Natural language region descriptions:
<<<<
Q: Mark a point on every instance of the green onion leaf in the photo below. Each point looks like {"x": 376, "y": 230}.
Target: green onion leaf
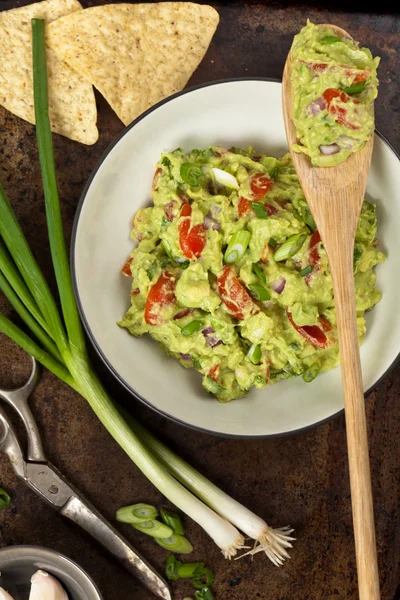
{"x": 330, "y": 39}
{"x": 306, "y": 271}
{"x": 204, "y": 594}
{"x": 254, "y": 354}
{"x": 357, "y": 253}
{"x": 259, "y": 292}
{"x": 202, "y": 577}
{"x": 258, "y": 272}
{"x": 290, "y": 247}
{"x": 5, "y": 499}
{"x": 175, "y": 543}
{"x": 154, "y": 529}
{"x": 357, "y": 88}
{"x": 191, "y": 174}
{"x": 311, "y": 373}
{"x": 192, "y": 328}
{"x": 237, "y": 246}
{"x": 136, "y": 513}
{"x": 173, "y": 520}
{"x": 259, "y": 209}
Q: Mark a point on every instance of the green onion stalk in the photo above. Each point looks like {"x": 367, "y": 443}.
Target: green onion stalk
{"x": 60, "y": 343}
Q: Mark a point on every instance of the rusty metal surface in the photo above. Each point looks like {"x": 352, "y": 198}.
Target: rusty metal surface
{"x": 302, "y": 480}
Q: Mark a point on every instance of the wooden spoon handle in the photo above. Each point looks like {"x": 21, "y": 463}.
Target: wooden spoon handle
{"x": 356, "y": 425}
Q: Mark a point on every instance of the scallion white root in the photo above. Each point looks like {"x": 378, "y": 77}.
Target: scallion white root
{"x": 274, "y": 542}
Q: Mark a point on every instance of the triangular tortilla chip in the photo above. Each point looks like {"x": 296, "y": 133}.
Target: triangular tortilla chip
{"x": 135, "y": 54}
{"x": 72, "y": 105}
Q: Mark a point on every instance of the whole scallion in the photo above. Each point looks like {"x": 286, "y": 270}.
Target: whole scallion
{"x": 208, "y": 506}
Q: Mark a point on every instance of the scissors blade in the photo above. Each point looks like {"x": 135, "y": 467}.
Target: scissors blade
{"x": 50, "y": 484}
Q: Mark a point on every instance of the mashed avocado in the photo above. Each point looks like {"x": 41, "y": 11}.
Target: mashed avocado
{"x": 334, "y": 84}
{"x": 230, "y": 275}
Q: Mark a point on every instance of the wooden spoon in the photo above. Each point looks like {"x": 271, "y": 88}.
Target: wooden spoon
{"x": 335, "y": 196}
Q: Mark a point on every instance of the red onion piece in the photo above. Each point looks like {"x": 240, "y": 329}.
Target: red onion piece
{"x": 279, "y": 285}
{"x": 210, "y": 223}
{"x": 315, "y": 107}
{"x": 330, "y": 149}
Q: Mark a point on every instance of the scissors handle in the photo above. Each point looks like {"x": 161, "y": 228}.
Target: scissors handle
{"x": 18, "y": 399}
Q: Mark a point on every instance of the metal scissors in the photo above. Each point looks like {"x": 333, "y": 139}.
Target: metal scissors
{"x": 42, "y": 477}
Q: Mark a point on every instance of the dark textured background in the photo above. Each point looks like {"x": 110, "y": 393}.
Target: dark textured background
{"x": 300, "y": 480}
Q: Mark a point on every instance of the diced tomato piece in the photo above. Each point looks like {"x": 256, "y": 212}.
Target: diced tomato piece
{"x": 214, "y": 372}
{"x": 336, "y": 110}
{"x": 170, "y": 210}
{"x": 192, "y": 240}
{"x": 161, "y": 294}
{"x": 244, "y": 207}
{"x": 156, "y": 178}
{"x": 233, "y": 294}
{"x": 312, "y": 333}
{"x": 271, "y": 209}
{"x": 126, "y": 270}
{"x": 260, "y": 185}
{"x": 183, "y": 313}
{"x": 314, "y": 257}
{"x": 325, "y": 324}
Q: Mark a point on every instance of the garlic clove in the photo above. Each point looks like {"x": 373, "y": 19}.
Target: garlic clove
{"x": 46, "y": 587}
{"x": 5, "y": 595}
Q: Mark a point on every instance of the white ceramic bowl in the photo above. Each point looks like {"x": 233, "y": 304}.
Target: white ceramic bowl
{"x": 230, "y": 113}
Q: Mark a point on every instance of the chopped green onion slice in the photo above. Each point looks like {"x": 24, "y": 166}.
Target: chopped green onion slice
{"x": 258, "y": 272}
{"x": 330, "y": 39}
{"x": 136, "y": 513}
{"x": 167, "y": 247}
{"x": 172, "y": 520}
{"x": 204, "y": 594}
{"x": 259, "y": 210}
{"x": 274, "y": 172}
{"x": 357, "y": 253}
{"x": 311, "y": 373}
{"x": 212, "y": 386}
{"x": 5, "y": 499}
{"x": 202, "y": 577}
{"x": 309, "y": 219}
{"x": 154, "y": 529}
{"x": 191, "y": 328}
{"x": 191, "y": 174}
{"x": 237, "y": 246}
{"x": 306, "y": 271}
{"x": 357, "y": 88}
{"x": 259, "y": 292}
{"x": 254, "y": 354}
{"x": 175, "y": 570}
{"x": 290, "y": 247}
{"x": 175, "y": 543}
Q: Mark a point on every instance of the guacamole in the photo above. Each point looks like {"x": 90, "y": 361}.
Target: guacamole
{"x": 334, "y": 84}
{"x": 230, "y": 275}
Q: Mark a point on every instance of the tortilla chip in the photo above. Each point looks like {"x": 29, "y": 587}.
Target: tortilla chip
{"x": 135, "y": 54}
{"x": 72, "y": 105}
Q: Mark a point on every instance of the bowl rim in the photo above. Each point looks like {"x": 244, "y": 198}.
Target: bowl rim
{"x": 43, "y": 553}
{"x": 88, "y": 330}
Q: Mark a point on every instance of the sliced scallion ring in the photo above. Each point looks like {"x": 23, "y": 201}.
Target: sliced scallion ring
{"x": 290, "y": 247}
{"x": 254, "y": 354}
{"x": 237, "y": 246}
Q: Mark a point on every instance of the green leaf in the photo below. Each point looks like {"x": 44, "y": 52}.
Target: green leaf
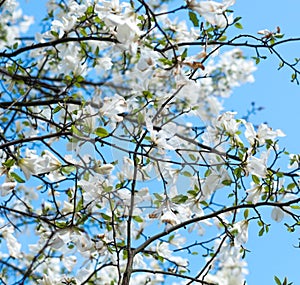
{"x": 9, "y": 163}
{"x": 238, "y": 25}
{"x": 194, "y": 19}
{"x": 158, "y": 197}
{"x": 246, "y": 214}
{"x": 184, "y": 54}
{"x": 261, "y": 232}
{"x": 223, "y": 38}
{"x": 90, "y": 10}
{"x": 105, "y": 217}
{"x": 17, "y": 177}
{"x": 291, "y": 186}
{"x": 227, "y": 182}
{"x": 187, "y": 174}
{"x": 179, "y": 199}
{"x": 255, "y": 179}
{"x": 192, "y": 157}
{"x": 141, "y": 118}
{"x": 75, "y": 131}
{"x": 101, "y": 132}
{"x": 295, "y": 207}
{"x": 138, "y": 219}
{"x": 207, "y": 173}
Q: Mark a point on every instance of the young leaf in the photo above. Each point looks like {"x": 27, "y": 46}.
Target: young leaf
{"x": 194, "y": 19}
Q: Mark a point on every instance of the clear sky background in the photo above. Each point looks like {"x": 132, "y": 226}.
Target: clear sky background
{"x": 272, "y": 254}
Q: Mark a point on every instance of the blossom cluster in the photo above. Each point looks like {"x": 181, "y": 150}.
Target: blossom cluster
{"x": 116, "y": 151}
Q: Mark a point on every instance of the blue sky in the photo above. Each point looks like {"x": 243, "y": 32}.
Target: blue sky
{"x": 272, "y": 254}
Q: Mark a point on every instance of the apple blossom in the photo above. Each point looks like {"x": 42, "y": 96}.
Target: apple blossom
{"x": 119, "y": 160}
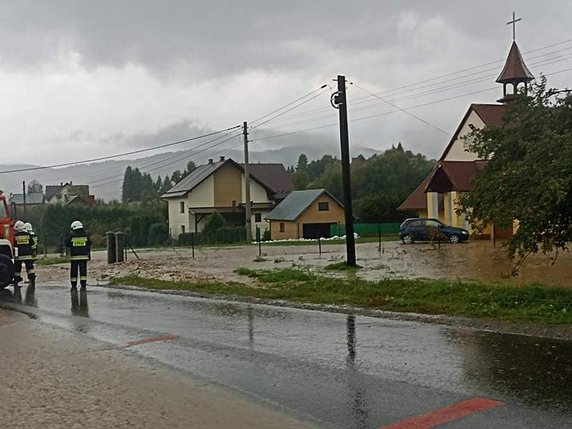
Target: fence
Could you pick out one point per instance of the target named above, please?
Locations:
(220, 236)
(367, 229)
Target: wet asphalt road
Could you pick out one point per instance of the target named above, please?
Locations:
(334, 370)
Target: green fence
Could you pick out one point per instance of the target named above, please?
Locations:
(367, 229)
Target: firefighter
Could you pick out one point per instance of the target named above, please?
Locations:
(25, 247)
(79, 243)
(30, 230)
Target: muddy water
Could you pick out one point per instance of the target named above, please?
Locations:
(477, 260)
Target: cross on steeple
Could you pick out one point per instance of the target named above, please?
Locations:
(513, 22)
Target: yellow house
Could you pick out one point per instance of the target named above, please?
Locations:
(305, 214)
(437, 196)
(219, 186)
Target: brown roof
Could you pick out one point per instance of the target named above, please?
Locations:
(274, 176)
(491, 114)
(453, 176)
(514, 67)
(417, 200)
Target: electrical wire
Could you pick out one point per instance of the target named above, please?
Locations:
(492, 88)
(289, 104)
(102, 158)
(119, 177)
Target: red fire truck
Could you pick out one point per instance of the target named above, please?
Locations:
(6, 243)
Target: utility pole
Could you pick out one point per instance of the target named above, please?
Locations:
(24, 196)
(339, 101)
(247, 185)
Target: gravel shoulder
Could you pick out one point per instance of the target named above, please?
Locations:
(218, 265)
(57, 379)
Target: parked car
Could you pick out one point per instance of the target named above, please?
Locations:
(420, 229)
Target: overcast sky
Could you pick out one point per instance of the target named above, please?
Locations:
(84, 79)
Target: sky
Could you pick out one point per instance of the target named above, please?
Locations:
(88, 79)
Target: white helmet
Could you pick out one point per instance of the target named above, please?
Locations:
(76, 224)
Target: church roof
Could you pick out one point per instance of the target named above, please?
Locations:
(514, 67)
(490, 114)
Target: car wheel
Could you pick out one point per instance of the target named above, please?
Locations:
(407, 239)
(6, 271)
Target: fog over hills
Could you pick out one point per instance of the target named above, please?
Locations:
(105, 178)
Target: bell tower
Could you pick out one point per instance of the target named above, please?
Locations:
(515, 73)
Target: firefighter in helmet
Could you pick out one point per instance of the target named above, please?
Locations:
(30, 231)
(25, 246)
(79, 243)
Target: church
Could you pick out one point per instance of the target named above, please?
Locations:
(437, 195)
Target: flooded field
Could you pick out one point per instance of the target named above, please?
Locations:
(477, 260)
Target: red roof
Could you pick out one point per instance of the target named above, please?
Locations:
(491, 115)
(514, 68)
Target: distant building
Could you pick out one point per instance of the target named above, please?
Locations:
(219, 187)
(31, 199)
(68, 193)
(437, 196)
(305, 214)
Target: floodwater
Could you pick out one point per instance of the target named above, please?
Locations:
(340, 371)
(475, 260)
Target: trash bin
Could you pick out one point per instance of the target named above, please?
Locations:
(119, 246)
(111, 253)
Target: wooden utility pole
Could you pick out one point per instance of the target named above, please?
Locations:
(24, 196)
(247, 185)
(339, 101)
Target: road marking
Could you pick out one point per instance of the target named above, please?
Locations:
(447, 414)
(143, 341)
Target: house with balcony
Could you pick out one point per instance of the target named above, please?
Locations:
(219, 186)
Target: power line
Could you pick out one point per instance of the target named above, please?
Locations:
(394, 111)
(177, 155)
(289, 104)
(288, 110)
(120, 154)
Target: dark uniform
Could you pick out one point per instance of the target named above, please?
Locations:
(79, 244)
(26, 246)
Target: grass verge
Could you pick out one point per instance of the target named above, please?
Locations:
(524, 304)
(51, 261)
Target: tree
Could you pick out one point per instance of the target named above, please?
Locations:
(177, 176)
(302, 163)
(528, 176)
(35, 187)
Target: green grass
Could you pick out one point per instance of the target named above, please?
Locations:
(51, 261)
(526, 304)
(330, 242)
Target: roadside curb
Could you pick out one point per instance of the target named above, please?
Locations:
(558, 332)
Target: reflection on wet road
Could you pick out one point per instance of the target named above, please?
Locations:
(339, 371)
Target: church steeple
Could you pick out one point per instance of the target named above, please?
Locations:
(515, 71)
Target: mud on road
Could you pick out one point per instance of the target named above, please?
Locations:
>>>>
→ **Exercise goal**
Write down exactly what the lines above say, from the line holding "Target: blue sky" through the line holding "Target: gravel shoulder", and nothing more. Do not copy the pictures.

→ **Reply to the task**
Target: blue sky
{"x": 272, "y": 254}
Q: Mark a point on every instance of the apple blossom in the photo above. Each point looks like {"x": 42, "y": 96}.
Target: apple blossom
{"x": 119, "y": 160}
Target: fence
Could you pick out one point per instance of the target named above, please?
Locations:
(220, 236)
(367, 229)
Target: wet asphalt road
Could you pick out one point per instance of the target named above, please?
Locations:
(334, 370)
Target: green fence
Could you pick out one point per instance of the target named above, please?
Locations:
(367, 229)
Target: firefighter
Could you pick out one point per instance of the target named above, please?
Locations:
(25, 247)
(79, 243)
(30, 230)
Target: muddy water
Could you pick out one point per instance of the target named above, please?
Locations:
(477, 260)
Target: cross on steeple
Could you pick out one point per instance of the target named above, please?
Locations:
(513, 22)
Target: yellow house
Could you pick out one point per instance of the target named above, please?
Locations:
(305, 214)
(437, 196)
(219, 186)
Target: brown roof
Could you pick out one point per instance of the target named above, please?
Locations:
(274, 176)
(491, 114)
(453, 176)
(514, 67)
(417, 200)
Target: electrical wire
Could you pick out one point per instance of the target named above, please?
Locations:
(492, 88)
(289, 104)
(102, 158)
(119, 177)
Target: red fire truck
Could you pick out one point per instance of the target named above, please?
Locations:
(6, 243)
Target: utility pole
Could you pick out one point per instance of the target named above, please?
Locations:
(24, 196)
(339, 101)
(247, 185)
Target: gravel shoulder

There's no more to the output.